→ Directions for this task:
All lines in the material with the string "gravel" should be listed.

START Data to use

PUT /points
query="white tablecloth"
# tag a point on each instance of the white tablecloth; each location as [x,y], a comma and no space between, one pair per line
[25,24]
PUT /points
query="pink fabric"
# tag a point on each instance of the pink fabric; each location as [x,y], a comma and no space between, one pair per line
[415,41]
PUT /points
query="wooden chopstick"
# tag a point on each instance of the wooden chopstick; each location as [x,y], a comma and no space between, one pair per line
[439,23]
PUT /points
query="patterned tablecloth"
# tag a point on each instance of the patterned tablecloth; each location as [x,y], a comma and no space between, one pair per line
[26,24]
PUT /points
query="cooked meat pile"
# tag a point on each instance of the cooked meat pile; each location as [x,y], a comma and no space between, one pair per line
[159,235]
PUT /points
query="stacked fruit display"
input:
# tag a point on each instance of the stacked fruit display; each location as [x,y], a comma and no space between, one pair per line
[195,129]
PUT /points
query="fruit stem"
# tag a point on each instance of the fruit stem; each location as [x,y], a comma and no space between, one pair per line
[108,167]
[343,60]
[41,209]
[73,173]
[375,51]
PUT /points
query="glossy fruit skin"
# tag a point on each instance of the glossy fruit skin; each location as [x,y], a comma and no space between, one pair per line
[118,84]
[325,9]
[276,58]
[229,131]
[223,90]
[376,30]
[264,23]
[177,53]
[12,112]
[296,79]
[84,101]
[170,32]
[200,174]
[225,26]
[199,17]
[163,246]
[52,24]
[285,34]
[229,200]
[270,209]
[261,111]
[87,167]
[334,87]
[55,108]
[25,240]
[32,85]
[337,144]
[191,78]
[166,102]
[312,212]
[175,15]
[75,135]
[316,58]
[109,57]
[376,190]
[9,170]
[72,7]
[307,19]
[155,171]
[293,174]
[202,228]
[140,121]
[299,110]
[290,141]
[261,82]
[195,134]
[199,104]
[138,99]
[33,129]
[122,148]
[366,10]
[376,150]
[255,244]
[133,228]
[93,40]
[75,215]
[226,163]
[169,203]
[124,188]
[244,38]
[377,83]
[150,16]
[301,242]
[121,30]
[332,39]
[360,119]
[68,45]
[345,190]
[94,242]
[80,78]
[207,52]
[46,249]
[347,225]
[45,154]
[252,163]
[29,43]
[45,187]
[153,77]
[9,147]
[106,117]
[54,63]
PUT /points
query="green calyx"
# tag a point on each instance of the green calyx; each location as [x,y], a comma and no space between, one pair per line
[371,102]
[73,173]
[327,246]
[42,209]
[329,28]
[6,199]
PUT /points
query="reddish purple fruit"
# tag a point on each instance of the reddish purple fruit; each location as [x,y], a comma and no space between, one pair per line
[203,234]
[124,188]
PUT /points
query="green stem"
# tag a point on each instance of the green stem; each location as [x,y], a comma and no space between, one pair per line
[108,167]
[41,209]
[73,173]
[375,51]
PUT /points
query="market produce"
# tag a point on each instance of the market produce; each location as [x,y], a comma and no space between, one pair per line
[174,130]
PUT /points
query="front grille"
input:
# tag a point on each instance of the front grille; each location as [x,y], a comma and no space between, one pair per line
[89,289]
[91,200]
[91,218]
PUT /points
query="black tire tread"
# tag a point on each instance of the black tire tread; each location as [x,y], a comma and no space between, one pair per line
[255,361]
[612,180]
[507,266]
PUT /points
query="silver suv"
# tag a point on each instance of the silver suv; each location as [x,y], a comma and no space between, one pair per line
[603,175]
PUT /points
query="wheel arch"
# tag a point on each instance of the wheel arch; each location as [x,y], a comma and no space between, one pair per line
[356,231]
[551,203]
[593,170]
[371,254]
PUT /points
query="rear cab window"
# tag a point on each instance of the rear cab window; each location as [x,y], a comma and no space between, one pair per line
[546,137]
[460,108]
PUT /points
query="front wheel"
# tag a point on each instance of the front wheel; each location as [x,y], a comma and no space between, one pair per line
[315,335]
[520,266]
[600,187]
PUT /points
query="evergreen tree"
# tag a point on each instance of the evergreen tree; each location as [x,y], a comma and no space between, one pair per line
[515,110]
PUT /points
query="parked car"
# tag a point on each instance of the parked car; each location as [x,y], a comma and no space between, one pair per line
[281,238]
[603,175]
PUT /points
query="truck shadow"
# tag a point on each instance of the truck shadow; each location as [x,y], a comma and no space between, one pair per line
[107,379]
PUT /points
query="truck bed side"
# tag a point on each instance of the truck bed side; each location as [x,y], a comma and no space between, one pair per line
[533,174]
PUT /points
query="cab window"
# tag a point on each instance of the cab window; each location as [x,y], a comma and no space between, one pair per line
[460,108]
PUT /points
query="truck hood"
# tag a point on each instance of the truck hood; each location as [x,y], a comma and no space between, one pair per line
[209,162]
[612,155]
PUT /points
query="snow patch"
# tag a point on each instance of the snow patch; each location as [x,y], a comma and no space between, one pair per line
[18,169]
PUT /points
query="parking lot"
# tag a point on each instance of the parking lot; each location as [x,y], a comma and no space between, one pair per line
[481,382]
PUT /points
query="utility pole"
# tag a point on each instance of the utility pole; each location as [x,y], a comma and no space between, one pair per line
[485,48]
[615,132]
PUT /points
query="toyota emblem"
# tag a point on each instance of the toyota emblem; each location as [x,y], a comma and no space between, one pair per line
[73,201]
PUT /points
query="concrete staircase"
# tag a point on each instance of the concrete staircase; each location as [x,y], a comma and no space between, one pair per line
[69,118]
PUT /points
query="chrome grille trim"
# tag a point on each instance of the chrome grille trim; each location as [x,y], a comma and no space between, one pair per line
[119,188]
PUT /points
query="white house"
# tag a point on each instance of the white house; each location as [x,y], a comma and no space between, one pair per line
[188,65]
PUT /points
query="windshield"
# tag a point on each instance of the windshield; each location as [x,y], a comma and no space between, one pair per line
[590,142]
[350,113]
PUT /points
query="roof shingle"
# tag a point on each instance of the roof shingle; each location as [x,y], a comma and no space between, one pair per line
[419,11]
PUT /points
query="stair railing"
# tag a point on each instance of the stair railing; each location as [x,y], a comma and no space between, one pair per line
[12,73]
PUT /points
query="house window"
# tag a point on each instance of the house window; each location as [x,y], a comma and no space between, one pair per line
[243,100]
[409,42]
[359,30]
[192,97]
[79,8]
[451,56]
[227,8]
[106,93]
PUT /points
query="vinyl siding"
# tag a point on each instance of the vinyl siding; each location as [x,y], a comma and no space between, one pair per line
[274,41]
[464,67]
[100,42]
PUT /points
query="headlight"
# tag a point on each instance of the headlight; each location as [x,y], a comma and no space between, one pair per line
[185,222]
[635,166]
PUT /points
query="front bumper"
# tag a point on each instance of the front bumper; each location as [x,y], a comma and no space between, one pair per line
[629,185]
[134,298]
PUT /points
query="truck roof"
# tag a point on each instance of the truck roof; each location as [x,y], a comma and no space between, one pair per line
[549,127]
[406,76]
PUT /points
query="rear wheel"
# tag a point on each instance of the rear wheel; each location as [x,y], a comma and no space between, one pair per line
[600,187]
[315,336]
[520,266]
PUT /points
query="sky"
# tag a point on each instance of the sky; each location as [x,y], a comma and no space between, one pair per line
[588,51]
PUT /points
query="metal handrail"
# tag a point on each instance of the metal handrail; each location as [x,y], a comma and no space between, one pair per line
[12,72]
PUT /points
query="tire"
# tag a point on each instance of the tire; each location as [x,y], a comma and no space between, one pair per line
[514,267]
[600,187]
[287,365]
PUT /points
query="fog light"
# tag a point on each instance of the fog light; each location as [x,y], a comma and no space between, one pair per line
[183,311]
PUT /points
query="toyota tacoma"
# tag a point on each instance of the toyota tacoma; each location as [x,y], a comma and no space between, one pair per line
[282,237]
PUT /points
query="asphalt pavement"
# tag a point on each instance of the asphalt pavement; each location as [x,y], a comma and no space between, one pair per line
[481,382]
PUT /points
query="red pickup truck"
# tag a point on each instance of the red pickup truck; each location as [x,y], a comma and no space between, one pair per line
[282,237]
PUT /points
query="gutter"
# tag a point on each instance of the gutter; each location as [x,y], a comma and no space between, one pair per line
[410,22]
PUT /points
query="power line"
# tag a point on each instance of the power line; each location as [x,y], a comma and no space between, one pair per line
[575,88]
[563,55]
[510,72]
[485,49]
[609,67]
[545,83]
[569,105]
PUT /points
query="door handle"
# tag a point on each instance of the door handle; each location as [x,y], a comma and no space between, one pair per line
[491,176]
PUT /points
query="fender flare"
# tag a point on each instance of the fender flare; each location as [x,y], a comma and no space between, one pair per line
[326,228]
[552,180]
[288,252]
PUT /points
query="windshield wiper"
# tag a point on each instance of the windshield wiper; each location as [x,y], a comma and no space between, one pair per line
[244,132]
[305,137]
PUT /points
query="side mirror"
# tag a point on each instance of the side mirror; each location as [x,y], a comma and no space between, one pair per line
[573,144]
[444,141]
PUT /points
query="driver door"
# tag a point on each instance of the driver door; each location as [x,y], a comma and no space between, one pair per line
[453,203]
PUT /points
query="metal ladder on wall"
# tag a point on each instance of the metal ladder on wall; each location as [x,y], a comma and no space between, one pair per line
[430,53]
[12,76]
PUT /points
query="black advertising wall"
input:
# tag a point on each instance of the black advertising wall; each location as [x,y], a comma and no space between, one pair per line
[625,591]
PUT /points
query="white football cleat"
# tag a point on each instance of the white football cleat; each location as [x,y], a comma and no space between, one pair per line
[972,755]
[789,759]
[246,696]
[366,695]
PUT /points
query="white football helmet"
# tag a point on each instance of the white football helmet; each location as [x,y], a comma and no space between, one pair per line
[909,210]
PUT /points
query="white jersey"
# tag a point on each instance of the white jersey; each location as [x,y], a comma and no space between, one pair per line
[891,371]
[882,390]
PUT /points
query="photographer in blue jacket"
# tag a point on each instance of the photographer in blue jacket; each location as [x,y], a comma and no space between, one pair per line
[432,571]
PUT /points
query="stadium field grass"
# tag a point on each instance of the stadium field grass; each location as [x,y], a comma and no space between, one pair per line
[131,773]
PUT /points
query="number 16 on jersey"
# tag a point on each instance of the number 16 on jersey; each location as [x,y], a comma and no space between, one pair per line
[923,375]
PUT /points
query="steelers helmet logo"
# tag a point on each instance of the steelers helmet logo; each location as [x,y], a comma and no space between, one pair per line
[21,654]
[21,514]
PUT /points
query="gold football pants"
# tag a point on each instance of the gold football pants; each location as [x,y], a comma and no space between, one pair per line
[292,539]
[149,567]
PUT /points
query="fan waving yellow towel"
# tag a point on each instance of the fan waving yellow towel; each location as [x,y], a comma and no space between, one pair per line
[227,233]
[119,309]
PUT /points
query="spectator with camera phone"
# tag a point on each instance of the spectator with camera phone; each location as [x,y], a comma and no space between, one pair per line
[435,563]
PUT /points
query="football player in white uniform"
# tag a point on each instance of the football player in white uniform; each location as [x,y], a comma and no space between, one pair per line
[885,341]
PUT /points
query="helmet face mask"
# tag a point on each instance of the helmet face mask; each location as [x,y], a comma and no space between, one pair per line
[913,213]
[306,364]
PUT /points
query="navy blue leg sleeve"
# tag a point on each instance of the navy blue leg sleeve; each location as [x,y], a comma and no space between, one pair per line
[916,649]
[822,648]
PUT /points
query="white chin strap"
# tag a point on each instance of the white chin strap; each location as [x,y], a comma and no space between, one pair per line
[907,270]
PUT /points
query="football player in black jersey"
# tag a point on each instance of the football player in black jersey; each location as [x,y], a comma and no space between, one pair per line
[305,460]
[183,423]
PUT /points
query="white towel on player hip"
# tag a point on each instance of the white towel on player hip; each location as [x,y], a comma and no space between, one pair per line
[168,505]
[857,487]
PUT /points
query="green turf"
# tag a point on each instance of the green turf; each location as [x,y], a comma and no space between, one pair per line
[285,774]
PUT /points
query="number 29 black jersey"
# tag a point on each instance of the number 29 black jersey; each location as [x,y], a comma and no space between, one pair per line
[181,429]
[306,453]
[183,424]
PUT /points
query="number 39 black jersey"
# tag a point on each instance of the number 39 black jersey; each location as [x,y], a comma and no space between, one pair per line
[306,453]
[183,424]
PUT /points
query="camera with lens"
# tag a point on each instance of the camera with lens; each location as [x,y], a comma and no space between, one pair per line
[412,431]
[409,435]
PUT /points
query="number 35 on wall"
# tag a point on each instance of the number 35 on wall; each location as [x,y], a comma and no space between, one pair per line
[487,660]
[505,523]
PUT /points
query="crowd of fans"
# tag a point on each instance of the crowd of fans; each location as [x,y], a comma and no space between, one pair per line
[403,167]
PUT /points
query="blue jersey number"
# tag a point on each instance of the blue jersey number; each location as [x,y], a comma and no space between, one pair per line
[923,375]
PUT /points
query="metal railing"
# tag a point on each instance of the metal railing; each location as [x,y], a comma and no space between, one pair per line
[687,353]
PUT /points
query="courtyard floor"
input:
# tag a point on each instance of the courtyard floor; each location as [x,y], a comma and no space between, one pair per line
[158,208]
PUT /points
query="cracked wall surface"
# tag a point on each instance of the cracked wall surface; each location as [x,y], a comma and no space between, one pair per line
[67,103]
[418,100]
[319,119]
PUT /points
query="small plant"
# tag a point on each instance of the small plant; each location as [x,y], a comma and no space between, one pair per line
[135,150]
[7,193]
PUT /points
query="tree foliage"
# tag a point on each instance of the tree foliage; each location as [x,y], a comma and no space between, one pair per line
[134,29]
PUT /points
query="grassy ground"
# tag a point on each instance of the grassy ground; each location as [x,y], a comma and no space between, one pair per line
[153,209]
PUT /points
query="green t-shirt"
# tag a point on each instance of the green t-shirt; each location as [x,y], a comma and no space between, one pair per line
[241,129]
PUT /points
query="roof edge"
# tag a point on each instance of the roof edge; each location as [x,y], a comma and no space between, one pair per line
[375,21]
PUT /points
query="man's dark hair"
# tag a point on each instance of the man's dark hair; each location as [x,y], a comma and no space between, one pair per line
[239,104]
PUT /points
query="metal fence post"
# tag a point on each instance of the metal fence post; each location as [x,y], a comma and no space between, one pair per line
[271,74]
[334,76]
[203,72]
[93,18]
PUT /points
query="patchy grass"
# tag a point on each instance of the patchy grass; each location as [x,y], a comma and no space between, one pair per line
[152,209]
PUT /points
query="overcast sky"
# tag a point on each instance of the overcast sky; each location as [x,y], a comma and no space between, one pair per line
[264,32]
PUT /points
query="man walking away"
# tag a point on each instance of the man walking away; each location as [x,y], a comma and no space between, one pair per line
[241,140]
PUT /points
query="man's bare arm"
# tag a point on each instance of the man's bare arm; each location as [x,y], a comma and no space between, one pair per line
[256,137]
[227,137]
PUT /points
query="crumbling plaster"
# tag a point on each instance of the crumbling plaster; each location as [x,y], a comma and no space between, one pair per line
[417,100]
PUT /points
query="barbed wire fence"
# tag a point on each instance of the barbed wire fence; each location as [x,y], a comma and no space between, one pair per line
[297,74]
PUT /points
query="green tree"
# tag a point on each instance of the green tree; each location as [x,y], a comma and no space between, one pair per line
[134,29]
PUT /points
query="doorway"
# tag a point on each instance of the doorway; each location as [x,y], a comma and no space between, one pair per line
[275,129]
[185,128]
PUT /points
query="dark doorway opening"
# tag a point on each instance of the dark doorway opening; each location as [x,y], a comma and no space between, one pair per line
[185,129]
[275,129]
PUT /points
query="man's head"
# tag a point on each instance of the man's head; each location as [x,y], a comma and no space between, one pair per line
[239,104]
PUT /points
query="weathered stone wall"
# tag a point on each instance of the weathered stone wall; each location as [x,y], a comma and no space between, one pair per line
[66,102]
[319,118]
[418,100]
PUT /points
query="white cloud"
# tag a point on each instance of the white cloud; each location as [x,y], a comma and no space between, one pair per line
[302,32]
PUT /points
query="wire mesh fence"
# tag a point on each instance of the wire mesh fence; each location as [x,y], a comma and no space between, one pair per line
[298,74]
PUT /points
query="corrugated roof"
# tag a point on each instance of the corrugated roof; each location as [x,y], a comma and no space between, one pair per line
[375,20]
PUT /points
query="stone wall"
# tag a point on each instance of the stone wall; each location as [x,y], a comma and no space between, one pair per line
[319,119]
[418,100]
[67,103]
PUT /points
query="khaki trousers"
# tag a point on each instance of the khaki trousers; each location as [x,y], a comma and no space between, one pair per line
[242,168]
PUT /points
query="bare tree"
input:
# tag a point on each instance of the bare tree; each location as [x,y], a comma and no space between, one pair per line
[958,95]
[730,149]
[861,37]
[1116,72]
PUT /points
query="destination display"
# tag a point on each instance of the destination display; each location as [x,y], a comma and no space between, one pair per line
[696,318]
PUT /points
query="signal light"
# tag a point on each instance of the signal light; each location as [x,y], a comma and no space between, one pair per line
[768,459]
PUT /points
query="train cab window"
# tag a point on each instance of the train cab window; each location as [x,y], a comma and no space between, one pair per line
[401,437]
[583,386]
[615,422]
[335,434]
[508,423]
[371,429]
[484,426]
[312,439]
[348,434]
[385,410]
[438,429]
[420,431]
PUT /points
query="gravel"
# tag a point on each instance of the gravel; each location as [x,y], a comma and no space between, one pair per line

END Data to use

→ Result of this task:
query="gravel"
# tag a point on each instance of the gravel; each location as [x,y], a comma and no space between, one pair per line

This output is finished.